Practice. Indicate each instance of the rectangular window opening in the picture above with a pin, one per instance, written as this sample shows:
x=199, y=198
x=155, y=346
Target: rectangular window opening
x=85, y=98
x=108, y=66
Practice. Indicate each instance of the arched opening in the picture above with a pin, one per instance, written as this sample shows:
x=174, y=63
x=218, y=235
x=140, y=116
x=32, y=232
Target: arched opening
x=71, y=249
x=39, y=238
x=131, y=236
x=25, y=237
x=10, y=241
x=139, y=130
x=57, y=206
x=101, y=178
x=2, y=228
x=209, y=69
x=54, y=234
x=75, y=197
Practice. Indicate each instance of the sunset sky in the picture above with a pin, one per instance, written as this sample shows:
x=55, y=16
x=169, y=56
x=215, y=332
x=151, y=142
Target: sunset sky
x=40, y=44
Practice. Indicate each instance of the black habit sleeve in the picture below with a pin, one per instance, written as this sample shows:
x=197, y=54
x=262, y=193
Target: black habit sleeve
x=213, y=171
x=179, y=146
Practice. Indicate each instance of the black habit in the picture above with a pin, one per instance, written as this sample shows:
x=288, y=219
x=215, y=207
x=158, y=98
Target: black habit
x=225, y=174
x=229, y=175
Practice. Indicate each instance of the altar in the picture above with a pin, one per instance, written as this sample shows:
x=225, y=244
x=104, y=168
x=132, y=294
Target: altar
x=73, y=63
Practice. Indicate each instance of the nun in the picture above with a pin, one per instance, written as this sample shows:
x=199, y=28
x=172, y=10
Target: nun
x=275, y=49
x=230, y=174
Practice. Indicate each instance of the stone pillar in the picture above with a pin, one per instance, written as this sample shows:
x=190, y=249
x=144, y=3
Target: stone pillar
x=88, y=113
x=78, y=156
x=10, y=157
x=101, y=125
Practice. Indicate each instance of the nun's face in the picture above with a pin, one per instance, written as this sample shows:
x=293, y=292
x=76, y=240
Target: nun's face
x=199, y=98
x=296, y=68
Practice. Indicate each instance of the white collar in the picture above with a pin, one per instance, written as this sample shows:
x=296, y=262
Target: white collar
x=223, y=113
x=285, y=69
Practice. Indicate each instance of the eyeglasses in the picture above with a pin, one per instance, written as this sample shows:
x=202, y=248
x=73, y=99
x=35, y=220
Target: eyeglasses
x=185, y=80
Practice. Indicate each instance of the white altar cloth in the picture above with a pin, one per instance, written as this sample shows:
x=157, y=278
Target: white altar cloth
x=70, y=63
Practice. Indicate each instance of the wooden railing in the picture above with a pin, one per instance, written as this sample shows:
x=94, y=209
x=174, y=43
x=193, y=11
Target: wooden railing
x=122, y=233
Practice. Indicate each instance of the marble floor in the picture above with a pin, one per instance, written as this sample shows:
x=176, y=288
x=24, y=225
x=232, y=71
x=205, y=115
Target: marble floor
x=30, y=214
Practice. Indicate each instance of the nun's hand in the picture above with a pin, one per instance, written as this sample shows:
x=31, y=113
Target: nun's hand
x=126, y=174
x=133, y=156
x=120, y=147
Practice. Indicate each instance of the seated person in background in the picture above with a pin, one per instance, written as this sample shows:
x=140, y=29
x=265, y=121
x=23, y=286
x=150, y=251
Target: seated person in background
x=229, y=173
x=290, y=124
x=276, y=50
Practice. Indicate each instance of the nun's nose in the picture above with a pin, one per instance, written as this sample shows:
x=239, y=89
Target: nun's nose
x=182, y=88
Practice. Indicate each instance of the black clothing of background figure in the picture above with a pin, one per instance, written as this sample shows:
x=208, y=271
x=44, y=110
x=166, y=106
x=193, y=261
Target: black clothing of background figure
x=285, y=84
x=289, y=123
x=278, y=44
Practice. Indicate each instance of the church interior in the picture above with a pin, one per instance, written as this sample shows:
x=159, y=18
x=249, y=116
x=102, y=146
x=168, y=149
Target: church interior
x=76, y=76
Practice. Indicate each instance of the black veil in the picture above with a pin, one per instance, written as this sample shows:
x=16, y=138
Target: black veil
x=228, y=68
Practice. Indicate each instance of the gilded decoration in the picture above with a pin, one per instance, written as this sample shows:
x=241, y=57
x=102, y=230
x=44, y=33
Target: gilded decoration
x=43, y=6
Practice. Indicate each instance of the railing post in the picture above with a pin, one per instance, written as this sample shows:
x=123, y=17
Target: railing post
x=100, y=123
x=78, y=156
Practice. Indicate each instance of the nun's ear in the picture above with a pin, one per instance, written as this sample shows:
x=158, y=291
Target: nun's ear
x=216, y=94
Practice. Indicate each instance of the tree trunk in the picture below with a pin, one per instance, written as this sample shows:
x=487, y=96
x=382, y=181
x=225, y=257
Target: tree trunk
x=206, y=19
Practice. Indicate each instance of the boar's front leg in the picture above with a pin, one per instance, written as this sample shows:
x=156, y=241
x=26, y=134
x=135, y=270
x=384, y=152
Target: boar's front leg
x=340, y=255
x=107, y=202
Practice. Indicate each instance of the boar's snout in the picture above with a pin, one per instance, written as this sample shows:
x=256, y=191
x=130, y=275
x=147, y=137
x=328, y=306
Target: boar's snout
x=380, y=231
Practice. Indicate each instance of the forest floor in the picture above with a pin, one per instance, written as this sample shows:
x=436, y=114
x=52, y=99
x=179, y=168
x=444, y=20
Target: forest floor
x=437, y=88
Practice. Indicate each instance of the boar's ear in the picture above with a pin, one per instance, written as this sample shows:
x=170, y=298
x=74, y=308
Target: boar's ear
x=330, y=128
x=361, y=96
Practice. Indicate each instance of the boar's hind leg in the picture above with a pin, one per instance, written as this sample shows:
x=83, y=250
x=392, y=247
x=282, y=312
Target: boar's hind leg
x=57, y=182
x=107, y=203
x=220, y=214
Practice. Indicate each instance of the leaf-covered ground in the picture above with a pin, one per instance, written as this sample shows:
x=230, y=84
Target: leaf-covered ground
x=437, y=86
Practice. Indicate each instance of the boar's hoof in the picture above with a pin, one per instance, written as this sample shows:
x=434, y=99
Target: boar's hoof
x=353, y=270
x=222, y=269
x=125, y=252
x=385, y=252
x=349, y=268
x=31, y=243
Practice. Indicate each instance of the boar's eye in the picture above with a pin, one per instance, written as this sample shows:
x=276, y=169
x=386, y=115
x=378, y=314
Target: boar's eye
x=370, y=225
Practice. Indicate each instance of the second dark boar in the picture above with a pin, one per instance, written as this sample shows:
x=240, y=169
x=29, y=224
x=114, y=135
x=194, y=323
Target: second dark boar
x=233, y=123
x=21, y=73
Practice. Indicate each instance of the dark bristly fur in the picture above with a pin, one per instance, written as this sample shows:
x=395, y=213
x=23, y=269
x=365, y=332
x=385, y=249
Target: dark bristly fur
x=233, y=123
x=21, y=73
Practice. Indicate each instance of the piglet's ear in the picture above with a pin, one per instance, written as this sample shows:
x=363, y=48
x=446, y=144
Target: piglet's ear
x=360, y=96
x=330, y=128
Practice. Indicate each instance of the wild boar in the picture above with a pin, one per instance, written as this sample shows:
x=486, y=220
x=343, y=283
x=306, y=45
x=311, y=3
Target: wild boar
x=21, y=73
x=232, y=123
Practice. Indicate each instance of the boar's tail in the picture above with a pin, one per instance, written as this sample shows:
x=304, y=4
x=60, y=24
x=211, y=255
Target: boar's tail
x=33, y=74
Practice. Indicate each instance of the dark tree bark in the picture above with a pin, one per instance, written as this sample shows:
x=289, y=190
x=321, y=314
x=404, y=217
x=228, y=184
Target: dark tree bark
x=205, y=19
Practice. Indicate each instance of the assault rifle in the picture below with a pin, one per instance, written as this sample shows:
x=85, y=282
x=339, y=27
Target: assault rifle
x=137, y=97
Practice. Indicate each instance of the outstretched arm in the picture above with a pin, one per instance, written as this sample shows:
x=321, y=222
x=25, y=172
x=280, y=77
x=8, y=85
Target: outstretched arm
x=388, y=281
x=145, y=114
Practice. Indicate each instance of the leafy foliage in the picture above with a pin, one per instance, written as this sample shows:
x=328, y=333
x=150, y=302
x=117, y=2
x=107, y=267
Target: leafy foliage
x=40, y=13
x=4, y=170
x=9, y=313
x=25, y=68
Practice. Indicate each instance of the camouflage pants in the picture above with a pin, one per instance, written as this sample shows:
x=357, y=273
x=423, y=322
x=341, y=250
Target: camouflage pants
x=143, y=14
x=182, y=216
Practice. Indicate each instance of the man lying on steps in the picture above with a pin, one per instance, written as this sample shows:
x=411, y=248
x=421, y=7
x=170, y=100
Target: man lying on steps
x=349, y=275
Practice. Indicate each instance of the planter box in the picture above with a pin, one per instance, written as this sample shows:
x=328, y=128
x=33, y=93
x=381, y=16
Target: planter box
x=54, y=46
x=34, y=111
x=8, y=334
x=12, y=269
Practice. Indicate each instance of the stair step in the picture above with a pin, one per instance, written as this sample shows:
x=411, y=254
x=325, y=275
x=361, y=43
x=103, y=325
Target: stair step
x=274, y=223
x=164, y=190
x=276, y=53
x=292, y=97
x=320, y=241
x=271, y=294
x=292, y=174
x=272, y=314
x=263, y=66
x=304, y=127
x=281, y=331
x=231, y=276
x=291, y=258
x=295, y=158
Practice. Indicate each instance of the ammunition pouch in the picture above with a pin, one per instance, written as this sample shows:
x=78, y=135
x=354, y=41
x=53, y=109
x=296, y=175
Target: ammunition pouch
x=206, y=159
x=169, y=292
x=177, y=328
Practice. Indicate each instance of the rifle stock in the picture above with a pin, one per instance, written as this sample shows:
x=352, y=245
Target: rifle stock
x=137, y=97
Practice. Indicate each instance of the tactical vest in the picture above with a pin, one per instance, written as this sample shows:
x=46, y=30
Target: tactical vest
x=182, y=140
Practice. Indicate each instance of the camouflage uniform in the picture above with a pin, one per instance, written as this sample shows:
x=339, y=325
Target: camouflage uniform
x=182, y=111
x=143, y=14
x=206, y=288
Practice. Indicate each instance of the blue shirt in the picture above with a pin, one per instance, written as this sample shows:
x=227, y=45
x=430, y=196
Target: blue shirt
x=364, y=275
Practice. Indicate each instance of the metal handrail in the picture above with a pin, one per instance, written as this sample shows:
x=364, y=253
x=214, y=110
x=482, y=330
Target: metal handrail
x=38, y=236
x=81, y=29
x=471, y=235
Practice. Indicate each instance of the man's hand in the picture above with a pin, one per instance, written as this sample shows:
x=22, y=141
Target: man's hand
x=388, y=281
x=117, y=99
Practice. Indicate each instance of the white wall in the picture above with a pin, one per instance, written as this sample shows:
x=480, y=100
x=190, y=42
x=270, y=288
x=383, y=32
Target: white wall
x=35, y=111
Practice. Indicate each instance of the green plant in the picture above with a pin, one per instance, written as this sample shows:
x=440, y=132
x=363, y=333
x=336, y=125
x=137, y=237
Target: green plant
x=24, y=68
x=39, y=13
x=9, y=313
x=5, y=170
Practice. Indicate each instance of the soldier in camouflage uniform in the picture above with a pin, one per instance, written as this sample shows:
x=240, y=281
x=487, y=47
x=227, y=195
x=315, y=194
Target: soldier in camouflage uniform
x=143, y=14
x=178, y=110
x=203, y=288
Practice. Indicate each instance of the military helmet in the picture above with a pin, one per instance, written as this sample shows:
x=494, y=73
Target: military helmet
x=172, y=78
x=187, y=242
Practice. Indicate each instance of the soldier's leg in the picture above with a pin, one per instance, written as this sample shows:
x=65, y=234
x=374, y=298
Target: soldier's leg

☆ ☆ ☆

**WHAT IS EXPECTED:** Your answer should consist of each line of the data above in which the word "below" occurs.

**EXERCISE ANSWER:**
Practice. Indicate each instance of the black habit sleeve in the picture below with a pin, one per instance, written as this sample shows:
Practice. Indicate each instance of the tree trunk in the picture below with a pin, one per instance, written as this sample shows:
Practice. Indicate each instance of the assault rifle in the picture below with a pin, one per instance, written as this sample shows:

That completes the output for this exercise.